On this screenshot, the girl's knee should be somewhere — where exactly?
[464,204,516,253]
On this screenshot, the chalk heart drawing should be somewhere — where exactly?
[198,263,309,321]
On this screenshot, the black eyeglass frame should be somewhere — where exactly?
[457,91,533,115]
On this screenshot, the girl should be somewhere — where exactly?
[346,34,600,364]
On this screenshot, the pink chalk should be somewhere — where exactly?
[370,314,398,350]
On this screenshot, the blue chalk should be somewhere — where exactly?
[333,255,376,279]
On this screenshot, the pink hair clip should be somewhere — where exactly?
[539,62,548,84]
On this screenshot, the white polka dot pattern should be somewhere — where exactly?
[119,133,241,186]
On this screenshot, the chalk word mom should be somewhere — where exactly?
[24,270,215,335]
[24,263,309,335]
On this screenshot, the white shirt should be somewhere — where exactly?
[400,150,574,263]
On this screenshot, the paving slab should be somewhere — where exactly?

########################################

Given exercise ->
Copy out the lines again without any changes, starting at the line containing "On this screenshot, the black" and ending at the line containing "[346,34,600,364]", with both of those lines included.

Solution ->
On this screenshot, the black eyeglass frame should be somewhere — where exactly?
[457,91,533,115]
On this screenshot, the girl should be somewhere — where exactly?
[346,34,600,364]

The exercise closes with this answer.